Print only the lines that begin at the line containing "of the parked" and end at the last line of the material, both included, without any change.

--- START ---

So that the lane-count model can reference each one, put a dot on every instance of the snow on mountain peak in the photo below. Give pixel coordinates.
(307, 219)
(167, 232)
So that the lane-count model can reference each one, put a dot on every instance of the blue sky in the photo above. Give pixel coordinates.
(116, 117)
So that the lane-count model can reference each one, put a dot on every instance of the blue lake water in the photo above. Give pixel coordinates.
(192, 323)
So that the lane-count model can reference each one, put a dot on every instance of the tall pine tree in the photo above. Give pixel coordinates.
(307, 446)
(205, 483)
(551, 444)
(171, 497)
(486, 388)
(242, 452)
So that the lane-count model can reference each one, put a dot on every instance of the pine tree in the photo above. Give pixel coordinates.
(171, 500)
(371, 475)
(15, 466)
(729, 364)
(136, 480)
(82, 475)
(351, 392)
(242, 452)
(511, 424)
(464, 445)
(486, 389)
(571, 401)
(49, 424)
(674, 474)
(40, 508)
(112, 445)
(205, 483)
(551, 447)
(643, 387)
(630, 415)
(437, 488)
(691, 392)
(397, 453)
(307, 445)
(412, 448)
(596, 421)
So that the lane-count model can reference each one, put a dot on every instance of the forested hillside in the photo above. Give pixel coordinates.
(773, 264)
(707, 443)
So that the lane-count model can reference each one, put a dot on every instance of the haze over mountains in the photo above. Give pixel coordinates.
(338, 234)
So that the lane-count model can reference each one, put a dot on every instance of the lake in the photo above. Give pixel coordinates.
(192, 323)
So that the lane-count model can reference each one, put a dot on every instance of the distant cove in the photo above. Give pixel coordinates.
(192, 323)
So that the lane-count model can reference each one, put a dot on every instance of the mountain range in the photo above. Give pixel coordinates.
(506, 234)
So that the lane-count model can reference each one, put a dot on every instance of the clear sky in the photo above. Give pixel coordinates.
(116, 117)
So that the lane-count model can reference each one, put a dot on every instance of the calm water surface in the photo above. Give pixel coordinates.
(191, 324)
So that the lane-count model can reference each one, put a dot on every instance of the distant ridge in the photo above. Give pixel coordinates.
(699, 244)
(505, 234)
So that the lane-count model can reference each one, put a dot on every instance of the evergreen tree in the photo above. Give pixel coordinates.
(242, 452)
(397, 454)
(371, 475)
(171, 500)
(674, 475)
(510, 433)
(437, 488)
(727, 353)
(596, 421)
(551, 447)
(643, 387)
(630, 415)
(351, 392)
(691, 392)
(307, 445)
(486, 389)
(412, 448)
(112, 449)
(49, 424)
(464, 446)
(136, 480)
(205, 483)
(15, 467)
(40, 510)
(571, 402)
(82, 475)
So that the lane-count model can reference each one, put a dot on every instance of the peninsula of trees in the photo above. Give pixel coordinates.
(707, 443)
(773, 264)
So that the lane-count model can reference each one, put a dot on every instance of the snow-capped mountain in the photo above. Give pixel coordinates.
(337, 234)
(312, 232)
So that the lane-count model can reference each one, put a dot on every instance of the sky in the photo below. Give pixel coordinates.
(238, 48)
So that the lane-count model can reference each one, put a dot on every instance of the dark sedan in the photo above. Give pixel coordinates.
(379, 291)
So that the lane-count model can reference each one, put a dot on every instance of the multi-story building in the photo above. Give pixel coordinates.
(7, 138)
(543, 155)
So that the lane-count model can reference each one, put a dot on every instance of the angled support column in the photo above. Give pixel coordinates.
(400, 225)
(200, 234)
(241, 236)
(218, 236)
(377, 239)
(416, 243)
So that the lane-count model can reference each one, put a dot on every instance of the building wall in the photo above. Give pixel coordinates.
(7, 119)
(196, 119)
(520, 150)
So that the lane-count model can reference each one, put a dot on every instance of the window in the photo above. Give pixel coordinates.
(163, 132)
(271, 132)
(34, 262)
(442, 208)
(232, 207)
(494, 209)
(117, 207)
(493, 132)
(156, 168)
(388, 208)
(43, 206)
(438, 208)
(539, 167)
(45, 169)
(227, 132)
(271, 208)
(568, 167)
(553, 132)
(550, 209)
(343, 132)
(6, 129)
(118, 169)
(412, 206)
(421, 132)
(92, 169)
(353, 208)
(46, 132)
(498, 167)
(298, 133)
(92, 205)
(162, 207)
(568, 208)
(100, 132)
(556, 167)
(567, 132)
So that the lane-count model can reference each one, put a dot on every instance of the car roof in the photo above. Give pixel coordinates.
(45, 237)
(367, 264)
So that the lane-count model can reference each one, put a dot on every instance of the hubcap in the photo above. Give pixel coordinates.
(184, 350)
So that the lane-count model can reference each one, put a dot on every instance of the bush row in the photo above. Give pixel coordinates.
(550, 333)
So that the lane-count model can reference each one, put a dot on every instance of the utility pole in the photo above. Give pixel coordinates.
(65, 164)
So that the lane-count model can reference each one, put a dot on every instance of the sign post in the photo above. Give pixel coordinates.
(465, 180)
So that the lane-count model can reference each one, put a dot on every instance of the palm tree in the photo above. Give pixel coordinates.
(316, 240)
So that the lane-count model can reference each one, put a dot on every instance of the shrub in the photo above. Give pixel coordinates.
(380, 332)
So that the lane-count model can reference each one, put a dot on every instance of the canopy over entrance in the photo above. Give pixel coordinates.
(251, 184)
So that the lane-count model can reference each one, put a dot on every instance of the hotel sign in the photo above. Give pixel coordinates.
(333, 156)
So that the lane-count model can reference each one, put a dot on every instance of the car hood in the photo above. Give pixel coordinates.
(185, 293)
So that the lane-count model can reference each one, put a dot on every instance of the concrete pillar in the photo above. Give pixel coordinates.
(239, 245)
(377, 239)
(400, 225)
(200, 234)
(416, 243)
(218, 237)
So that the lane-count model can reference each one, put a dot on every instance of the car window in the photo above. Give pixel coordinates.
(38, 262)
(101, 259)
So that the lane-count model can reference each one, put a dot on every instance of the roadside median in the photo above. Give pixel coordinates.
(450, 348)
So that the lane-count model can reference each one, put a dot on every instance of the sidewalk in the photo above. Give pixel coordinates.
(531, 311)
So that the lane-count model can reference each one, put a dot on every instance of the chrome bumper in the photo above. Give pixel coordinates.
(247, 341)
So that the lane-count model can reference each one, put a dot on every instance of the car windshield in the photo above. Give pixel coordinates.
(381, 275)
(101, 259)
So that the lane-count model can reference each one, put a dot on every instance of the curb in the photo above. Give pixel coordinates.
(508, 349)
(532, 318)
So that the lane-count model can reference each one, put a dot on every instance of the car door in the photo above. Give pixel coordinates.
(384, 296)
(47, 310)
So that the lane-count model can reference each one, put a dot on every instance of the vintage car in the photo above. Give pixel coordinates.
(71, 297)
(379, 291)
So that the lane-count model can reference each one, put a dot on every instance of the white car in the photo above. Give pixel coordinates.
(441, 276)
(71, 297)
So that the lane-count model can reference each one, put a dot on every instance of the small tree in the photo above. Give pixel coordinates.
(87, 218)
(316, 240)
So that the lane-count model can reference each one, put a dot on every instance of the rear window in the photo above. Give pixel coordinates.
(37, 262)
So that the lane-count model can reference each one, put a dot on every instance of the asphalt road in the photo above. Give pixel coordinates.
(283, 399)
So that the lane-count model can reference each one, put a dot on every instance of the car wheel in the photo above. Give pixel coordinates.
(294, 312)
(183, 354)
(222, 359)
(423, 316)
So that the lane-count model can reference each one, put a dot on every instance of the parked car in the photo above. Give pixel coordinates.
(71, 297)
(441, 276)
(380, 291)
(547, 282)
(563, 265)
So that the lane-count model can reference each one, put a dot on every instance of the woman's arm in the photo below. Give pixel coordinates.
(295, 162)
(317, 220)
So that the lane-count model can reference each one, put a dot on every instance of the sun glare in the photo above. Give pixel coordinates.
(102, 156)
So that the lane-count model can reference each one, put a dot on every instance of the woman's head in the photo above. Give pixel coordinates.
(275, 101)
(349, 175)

--- END ---

◆ **THE ANSWER**:
So that the lane-count model can reference each one, put a dot on every instance of the parked car in the photo above. Give pixel coordinates.
(71, 297)
(441, 276)
(380, 291)
(547, 282)
(563, 265)
So that the lane-count model can reference each one, put a dot on every instance of the woman's arm in the photo below. Give pixel coordinates.
(295, 162)
(317, 220)
So that the lane-count model can reference each one, put a dot on every instance of the sun glare in the photo above. Give pixel coordinates.
(102, 156)
So that the lane-count model can reference each one, put a dot on every instance of the woman's head in the photo above. Give pixel coordinates.
(275, 101)
(349, 175)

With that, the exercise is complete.